■ Your task ■
If a record contains an image, leave the image out and repeat everything else exactly.

■ Data to use ■

○ ○ ○ ○

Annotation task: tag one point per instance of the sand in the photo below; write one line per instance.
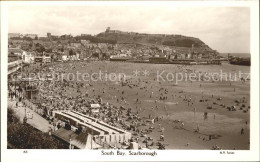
(226, 126)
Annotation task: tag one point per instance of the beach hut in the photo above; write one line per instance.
(95, 108)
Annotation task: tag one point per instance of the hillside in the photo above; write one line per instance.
(173, 41)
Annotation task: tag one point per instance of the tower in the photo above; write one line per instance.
(108, 29)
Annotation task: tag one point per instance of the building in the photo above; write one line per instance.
(100, 132)
(13, 35)
(28, 57)
(49, 35)
(33, 36)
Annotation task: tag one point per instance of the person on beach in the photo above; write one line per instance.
(182, 125)
(242, 131)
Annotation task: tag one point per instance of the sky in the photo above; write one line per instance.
(225, 29)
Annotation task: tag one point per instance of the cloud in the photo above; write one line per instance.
(226, 29)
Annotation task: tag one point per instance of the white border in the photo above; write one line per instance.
(166, 155)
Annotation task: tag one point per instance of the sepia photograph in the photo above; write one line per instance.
(128, 77)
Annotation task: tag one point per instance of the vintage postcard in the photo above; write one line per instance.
(130, 81)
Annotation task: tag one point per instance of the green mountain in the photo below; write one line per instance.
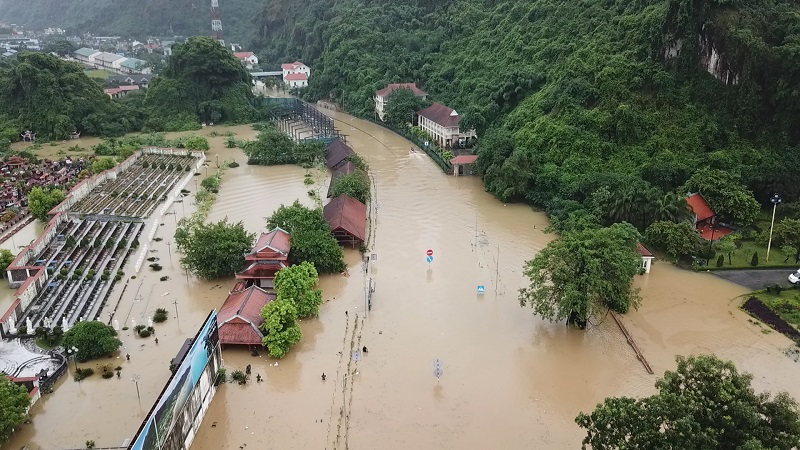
(133, 18)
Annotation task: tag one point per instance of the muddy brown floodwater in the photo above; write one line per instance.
(509, 379)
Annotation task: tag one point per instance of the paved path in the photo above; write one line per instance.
(756, 279)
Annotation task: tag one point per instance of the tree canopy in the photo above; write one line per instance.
(705, 403)
(14, 402)
(93, 339)
(41, 201)
(214, 250)
(581, 271)
(281, 330)
(312, 240)
(297, 283)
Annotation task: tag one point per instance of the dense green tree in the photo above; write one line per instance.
(281, 330)
(787, 233)
(214, 250)
(6, 258)
(93, 339)
(41, 201)
(355, 185)
(401, 104)
(202, 82)
(14, 402)
(312, 240)
(725, 194)
(581, 271)
(297, 283)
(705, 403)
(677, 239)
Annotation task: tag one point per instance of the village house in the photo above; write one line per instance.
(296, 74)
(442, 124)
(382, 95)
(268, 257)
(705, 220)
(249, 59)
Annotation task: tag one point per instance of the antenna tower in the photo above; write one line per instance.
(216, 22)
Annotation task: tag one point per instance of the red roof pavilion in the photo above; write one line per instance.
(239, 318)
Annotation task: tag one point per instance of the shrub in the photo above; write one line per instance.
(160, 315)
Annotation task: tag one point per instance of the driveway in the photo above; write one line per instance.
(756, 279)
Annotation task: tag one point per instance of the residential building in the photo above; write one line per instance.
(121, 91)
(296, 80)
(249, 59)
(442, 123)
(295, 68)
(382, 95)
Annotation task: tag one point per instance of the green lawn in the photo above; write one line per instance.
(744, 255)
(98, 73)
(786, 305)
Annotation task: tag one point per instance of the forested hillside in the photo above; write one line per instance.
(133, 18)
(609, 103)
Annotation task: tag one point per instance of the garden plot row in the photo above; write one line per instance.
(137, 191)
(82, 269)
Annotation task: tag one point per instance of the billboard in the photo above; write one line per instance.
(173, 422)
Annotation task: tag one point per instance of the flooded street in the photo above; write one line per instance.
(510, 380)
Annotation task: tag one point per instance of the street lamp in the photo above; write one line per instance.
(136, 379)
(73, 351)
(776, 198)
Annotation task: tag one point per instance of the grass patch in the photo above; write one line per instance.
(741, 259)
(786, 305)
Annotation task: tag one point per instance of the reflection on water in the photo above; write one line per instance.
(509, 379)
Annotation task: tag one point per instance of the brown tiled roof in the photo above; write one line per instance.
(346, 169)
(394, 86)
(464, 159)
(347, 214)
(441, 114)
(240, 316)
(338, 151)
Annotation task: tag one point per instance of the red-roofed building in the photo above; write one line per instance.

○ ○ ○ ○

■ Answer space ■
Annotation task: tag one point per instance of the sand in the photo below; write one line per instance.
(226, 126)
Annotation task: tag one point per instance of the beach hut in the photo above; write one line per instance.
(95, 108)
Annotation task: tag one point per instance of the hillside in the photo above; write one line per instance.
(173, 41)
Annotation task: tag one point per instance of the tower in the photo above; write one line per instance.
(108, 29)
Annotation task: tag one point per instance of the building in the photo above; write one line per instance.
(100, 132)
(13, 35)
(28, 57)
(49, 35)
(33, 36)
Annotation task: tag one point per instance of the person on beach in the photo above; write one line per instance.
(182, 125)
(242, 131)
Annotation task: tag one point per instance of the sky in the photo above; write one line per instance.
(225, 29)
Annotation task: tag one point per instance of the cloud in the photo above; write one line per instance.
(226, 29)
Annotation task: tag one point per instance of the white border in the photo above; write one line per instance.
(166, 155)
Annotation task: tag one point per instance of the sepia photograph in the photo above; write one line per instance.
(128, 77)
Annotation task: tag one point per instance of the vintage postcard in the photo above; write one line per instance.
(130, 81)
Annotation task: tag one point per instance of the green mountain in the photo below; write one line per instance.
(133, 18)
Annotation task: tag one point per instance of the muddy brown floodwater in the photo above; write one line per instance.
(509, 379)
Annotation task: tag one point per instance of the paved path in the photo above; write one line per instance.
(756, 279)
Annotation task: tag one point per instance of the tree canopy in the photo above; write one line per instance.
(705, 403)
(14, 402)
(93, 339)
(41, 201)
(214, 250)
(581, 271)
(281, 330)
(312, 240)
(297, 283)
Annotation task: tag one point per instance of the dense green tree in the photo above; write one line per instance.
(281, 330)
(787, 233)
(214, 250)
(6, 258)
(93, 339)
(41, 201)
(355, 185)
(401, 104)
(202, 82)
(14, 402)
(312, 240)
(725, 194)
(581, 271)
(297, 283)
(705, 403)
(677, 239)
Annotation task: tag one point per instance of the village house in the photo above; write one line per instance.
(296, 74)
(442, 124)
(382, 95)
(268, 257)
(705, 220)
(249, 59)
Annotation task: tag one point per instance of the antenna tower in the photo above; write one line per instance.
(216, 22)
Annotation task: tag one point per instance of the red roof pavilion in the photo above; write one line per instance.
(239, 318)
Annotation task: tag one point per instance of the shrub in the photo above; write one line per instance.
(160, 315)
Annotation task: tag one point per instance of the driveway in the photo above; write one line per instance.
(756, 279)
Annotation task: tag one point per instance of the residential building in the photo above; write one line per instance.
(121, 91)
(296, 80)
(249, 59)
(442, 123)
(295, 68)
(382, 95)
Annotation task: tag one point per instance of the green lawn in the photo above; write one line per instance.
(744, 255)
(98, 73)
(786, 305)
Annotation task: tag one point per instance of the forested hillside in the photo above; write one line per instance.
(133, 18)
(609, 103)
Annotation task: tag one point per instance of the garden plot row in the photo above; write one line per instance.
(137, 191)
(82, 269)
Annotation task: tag one point per instance of the billboard in the photo above; write one line per instance.
(173, 422)
Annotation task: tag one point per instance of the flooded street in the photo above; write one line per instance.
(510, 380)
Annotation task: tag one point per instance of the street lamp in the photo above; write one line per instance.
(136, 379)
(73, 351)
(776, 198)
Annotation task: tag one point per instance of the grass patch in the photo above; write one line per instance.
(741, 259)
(786, 305)
Annotation task: tag one point per instance of the reflection on water in the photo above; write one line per instance.
(509, 379)
Annotation task: tag one point per instance of the brown tiled roof in the photo above; write one line per instance.
(346, 169)
(394, 86)
(464, 159)
(347, 214)
(441, 114)
(240, 316)
(338, 151)
Annotation task: tag one point per instance of the red-roofed building in the photo above; write one line per instance.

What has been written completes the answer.